THE PROBLEM –
Show each line in the items below that contains the string "tablet", matching case exactly.

DATA FOR THIS TASK –
....
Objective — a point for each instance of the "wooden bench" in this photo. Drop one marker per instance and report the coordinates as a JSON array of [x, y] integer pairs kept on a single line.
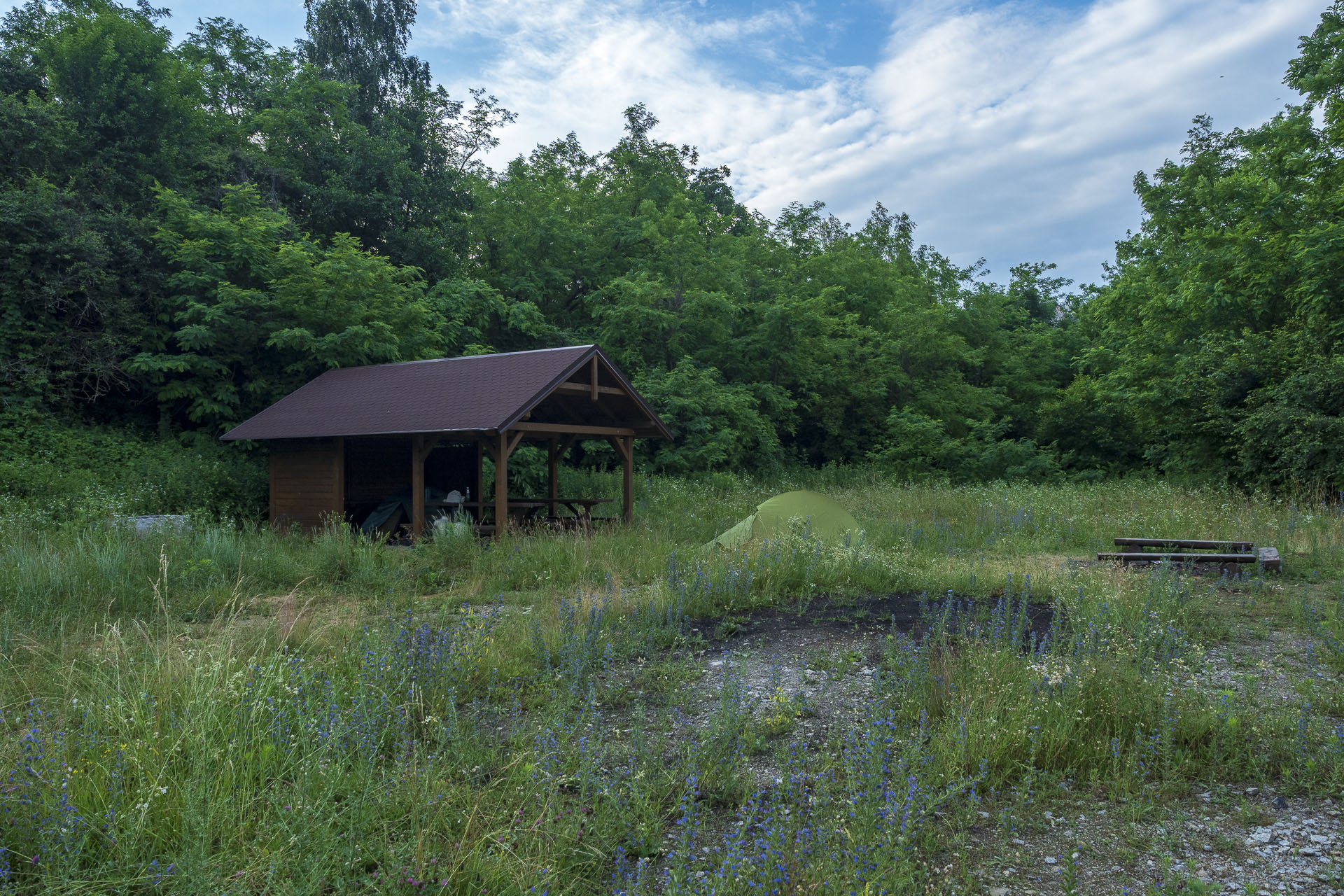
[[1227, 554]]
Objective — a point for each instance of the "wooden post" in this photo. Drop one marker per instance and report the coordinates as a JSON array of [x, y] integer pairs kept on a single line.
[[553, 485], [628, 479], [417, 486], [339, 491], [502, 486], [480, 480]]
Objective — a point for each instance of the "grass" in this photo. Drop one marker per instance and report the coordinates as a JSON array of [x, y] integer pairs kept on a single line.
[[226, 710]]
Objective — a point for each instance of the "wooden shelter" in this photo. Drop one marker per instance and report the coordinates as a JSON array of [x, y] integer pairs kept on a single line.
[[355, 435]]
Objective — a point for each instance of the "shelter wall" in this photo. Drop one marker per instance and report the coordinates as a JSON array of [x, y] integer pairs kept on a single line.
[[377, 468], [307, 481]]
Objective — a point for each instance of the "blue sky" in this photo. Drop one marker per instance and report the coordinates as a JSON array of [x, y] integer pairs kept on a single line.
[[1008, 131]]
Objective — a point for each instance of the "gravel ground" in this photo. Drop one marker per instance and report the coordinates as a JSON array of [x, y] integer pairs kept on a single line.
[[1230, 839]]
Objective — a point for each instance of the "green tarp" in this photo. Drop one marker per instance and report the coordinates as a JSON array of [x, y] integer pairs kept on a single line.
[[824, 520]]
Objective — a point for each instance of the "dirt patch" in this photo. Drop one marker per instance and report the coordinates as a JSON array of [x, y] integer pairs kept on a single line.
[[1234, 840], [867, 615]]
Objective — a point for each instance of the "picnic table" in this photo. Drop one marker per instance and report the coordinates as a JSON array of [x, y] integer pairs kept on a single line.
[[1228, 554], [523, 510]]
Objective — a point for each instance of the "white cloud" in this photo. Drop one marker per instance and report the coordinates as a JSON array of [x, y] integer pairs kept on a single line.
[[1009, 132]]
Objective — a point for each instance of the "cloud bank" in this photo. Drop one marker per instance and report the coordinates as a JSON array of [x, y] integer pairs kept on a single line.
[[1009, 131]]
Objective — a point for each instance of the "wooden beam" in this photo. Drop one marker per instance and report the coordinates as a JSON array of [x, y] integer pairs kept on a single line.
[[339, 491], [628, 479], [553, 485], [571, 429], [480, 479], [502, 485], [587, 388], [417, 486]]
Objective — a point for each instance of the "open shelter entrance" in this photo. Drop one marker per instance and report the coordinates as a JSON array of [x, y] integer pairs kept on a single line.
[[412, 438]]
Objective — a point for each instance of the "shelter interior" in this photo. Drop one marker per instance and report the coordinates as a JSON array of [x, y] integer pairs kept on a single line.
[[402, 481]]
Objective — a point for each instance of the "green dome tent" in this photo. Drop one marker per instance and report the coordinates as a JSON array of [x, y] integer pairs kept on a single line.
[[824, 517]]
....
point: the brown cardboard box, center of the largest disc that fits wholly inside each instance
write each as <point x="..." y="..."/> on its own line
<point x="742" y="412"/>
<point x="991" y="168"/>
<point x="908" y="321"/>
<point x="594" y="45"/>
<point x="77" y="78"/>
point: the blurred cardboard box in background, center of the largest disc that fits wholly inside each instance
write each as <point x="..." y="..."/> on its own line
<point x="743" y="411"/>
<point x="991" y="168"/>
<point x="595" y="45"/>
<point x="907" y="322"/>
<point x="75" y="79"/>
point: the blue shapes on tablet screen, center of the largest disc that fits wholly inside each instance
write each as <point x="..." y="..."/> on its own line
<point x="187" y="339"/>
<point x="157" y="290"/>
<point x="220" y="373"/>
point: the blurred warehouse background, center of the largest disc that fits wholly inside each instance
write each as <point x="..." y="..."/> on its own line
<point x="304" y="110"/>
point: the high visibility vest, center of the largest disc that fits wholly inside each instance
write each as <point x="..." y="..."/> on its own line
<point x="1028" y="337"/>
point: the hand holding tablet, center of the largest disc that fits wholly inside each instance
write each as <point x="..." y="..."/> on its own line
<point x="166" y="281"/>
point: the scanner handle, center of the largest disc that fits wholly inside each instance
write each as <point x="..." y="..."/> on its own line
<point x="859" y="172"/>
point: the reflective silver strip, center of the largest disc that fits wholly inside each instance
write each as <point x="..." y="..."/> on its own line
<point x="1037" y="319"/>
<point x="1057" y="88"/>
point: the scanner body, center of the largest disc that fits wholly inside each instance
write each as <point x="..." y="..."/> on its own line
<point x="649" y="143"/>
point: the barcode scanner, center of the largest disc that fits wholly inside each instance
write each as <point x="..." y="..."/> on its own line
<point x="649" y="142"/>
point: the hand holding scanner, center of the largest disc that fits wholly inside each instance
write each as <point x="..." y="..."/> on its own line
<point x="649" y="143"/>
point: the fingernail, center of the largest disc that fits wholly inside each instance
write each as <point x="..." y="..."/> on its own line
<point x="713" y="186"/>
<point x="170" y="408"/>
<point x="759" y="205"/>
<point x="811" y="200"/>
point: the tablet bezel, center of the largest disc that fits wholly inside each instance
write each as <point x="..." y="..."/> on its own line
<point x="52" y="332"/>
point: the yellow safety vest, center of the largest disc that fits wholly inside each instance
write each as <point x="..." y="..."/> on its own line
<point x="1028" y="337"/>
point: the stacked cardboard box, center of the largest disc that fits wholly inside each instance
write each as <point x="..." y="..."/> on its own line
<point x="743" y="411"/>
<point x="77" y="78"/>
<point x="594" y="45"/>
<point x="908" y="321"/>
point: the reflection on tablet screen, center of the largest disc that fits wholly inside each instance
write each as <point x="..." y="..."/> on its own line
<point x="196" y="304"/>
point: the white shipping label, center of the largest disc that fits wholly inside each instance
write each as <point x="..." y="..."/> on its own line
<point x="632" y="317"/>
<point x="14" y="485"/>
....
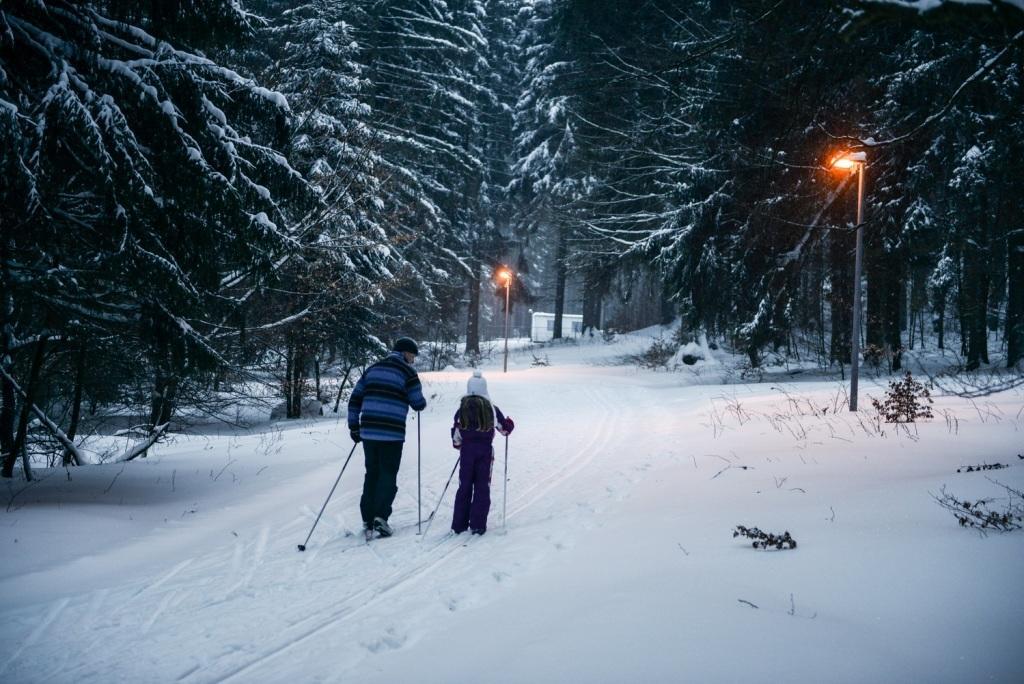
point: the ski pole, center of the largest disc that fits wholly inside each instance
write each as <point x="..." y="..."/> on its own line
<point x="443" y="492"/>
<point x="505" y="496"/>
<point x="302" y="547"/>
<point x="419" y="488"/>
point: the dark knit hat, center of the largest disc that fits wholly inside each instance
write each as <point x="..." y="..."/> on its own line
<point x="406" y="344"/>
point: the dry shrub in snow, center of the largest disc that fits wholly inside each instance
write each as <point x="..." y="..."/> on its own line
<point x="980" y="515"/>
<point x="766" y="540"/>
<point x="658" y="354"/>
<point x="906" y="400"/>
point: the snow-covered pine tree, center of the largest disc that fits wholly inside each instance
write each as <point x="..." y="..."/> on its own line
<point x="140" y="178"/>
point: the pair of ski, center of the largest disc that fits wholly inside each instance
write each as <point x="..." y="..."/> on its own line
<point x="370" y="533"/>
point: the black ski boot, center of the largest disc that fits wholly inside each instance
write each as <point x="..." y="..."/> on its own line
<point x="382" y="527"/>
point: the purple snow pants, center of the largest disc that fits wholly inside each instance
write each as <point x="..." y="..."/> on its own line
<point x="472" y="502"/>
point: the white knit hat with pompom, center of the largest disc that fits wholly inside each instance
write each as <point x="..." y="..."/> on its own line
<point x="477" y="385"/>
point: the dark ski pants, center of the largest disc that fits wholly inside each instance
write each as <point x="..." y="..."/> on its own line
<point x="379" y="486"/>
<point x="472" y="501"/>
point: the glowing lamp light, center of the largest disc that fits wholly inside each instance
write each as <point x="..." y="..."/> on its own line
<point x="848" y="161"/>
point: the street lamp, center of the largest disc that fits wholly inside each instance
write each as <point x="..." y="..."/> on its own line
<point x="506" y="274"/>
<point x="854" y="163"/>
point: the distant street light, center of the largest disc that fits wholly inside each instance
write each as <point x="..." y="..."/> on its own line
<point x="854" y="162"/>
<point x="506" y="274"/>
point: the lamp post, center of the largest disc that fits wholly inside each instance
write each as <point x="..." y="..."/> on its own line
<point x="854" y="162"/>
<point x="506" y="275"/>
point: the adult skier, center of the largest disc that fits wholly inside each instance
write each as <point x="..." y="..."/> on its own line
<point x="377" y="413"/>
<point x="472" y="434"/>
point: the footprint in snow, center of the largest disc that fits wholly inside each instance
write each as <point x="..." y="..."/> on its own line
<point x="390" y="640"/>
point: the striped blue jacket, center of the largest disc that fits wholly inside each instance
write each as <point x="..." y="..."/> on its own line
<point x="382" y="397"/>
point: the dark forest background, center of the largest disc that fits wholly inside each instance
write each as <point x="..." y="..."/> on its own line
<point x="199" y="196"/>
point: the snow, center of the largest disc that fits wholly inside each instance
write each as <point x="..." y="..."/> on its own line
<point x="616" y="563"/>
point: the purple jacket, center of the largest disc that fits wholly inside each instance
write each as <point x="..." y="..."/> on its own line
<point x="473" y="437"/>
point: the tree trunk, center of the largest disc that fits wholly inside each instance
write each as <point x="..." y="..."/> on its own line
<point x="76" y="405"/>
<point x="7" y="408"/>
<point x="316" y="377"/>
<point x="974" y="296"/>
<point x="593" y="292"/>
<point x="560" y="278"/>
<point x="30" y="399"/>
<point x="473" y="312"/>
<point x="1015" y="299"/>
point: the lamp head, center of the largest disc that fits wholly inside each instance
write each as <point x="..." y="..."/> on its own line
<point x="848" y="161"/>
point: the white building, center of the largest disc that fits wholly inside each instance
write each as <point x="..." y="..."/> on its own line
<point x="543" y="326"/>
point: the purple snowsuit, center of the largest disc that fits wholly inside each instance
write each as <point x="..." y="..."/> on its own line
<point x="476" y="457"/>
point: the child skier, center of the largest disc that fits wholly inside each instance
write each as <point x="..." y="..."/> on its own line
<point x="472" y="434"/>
....
EXERCISE RESULT –
point: the blue shapes on tablet screen, center of the largest disc that fits wholly inside each instance
point: the hand holding tablet, center of the largest disc that fits wholly inside each instance
point: the tablet bezel, center of the largest disc that fits wholly inside each instance
point: the reflection on tablet screen, center of the largest disc that fits wholly inside each instance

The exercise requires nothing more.